▶ _Prompt_
Give the data a second time, exactly and in full.

▶ _Point localization data_

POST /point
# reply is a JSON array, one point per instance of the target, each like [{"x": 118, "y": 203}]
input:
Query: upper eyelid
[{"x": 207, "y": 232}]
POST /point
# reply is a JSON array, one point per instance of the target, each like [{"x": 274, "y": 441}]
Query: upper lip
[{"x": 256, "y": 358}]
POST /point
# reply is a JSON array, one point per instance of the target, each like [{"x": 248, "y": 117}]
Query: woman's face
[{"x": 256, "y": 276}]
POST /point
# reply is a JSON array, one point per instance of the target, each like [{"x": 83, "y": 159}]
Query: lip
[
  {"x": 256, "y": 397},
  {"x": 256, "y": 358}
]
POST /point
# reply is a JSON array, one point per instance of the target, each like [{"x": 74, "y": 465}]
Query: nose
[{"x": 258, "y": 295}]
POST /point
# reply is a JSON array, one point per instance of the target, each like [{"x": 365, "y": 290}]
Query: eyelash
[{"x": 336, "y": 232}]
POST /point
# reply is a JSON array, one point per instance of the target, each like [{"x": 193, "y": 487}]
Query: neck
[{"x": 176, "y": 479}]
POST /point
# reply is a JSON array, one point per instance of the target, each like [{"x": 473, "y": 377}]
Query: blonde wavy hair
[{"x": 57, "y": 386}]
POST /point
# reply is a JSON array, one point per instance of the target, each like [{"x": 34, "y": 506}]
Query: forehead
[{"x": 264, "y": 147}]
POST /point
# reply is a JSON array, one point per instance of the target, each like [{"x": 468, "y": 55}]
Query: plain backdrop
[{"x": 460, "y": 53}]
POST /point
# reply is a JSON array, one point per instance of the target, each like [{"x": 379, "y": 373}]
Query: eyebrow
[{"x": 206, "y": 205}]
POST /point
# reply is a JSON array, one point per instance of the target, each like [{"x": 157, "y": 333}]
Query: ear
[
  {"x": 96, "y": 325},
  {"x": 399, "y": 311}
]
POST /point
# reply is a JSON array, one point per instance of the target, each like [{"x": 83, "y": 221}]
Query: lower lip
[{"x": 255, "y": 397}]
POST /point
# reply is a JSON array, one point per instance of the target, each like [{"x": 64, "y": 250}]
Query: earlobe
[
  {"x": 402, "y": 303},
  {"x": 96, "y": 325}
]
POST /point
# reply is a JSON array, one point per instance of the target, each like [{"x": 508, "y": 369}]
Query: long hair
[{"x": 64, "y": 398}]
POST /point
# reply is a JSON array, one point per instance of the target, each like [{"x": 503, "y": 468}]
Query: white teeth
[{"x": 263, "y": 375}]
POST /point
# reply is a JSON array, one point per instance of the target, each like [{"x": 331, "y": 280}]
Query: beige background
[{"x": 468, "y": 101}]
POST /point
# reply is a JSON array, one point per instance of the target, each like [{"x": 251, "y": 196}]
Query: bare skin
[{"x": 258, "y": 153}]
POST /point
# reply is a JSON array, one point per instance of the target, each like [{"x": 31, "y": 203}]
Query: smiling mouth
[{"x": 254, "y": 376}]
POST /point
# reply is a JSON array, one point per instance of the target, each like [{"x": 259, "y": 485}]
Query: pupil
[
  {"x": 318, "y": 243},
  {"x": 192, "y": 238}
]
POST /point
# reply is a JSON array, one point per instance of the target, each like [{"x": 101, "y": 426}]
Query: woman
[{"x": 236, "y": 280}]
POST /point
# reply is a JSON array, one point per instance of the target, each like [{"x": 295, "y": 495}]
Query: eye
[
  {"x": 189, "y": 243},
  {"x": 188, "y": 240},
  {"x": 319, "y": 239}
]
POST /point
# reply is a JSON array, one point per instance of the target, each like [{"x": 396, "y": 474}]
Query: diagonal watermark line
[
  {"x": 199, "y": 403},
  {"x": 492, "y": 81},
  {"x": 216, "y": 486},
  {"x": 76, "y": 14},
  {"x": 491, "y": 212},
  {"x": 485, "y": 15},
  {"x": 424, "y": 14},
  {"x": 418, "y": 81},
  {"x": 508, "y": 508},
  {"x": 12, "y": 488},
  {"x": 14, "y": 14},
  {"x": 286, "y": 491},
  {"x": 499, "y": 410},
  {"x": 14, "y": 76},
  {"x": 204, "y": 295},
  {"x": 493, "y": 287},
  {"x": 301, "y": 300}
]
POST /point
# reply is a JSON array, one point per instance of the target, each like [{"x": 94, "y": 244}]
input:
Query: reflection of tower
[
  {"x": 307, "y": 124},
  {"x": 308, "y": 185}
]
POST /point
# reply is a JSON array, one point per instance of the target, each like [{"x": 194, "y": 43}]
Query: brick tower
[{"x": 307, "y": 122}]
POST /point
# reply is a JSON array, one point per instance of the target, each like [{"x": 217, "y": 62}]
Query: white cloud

▶ _Solution to the exercise_
POST /point
# reply is a JSON array, one point per instance of the target, each like [{"x": 118, "y": 203}]
input:
Query: upper eyelid
[{"x": 207, "y": 232}]
POST /point
# reply is a JSON array, one point per instance of the target, each like [{"x": 274, "y": 441}]
Query: upper lip
[{"x": 256, "y": 358}]
POST /point
# reply is a JSON array, one point per instance of the target, each like [{"x": 248, "y": 117}]
Query: woman's face
[{"x": 256, "y": 276}]
POST /point
# reply is a JSON array, one point per instance of the target, each like [{"x": 83, "y": 159}]
Query: lip
[
  {"x": 256, "y": 397},
  {"x": 256, "y": 358}
]
POST /point
# reply is a JSON array, one point per instance of the target, each like [{"x": 74, "y": 465}]
Query: nose
[{"x": 258, "y": 295}]
POST /point
# reply is a JSON array, one point per instance of the target, each like [{"x": 365, "y": 290}]
Query: eyelash
[{"x": 336, "y": 232}]
POST /point
# reply is a JSON array, one point per instance of the target, each like [{"x": 193, "y": 487}]
Query: neck
[{"x": 176, "y": 479}]
POST /point
# reply is a JSON array, one point per instance of the target, each like [{"x": 473, "y": 377}]
Query: blonde wavy hair
[{"x": 57, "y": 386}]
POST /point
# reply is a JSON array, one point per instance of the target, each like [{"x": 34, "y": 506}]
Query: forehead
[{"x": 264, "y": 147}]
POST /point
# reply is a JSON array, one point per instance of the target, each like [{"x": 468, "y": 55}]
Query: plain backdrop
[{"x": 460, "y": 53}]
POST /point
# reply is a JSON array, one point per instance of the target, each like [{"x": 379, "y": 373}]
Query: eyebrow
[{"x": 206, "y": 205}]
POST /point
# reply is a JSON array, one point per instance of the target, each like [{"x": 157, "y": 333}]
Query: ear
[
  {"x": 96, "y": 325},
  {"x": 399, "y": 311}
]
POST /point
# reply is a JSON array, one point per instance of the target, each like [{"x": 83, "y": 221}]
Query: lower lip
[{"x": 255, "y": 397}]
POST /point
# reply is a JSON array, one point per instance of the target, each like [{"x": 64, "y": 250}]
Query: earlobe
[
  {"x": 402, "y": 303},
  {"x": 96, "y": 325}
]
POST /point
# reply is a JSON array, one point per instance of the target, each like [{"x": 508, "y": 369}]
Query: long hair
[{"x": 64, "y": 398}]
POST /point
# reply is a JSON array, one point per instance of the target, each like [{"x": 503, "y": 468}]
Query: white teeth
[{"x": 263, "y": 375}]
POST /point
# reply is a JSON array, one point per instance of the target, each like [{"x": 331, "y": 280}]
Query: beige background
[{"x": 468, "y": 101}]
POST /point
# reply is a JSON array, one point per instance of the target, each like [{"x": 251, "y": 196}]
Query: bare skin
[{"x": 258, "y": 153}]
POST /point
# reply is a JSON array, one point per instance of the target, each like [{"x": 31, "y": 203}]
Query: smiling mouth
[{"x": 254, "y": 376}]
POST /point
# reply is a JSON array, one point per instance of the target, each like [{"x": 259, "y": 485}]
Query: pupil
[
  {"x": 318, "y": 243},
  {"x": 192, "y": 238}
]
POST /point
# reply is a JSON array, one point per instance of the target, each like [{"x": 101, "y": 426}]
Query: woman
[{"x": 236, "y": 280}]
POST /point
# reply is a JSON array, one point per instance of the target, each like [{"x": 295, "y": 495}]
Query: eye
[
  {"x": 189, "y": 243},
  {"x": 188, "y": 240},
  {"x": 319, "y": 239}
]
POST /point
# reply is a JSON array, one point per instance of the target, each like [{"x": 396, "y": 474}]
Query: diagonal watermark line
[
  {"x": 199, "y": 403},
  {"x": 492, "y": 81},
  {"x": 216, "y": 486},
  {"x": 76, "y": 14},
  {"x": 491, "y": 212},
  {"x": 485, "y": 15},
  {"x": 424, "y": 14},
  {"x": 418, "y": 81},
  {"x": 508, "y": 508},
  {"x": 12, "y": 488},
  {"x": 14, "y": 14},
  {"x": 286, "y": 491},
  {"x": 499, "y": 410},
  {"x": 14, "y": 76},
  {"x": 204, "y": 295},
  {"x": 493, "y": 287},
  {"x": 301, "y": 300}
]
POST /point
# reply is a JSON array, one point per instance of the target, each like [{"x": 94, "y": 244}]
input:
Query: reflection of tower
[
  {"x": 307, "y": 124},
  {"x": 308, "y": 185}
]
POST /point
# reply is a JSON array, one point per instance of the target, each like [{"x": 194, "y": 43}]
Query: brick tower
[{"x": 307, "y": 122}]
POST /point
# reply is a JSON array, one point per instance of the target, each like [{"x": 217, "y": 62}]
Query: white cloud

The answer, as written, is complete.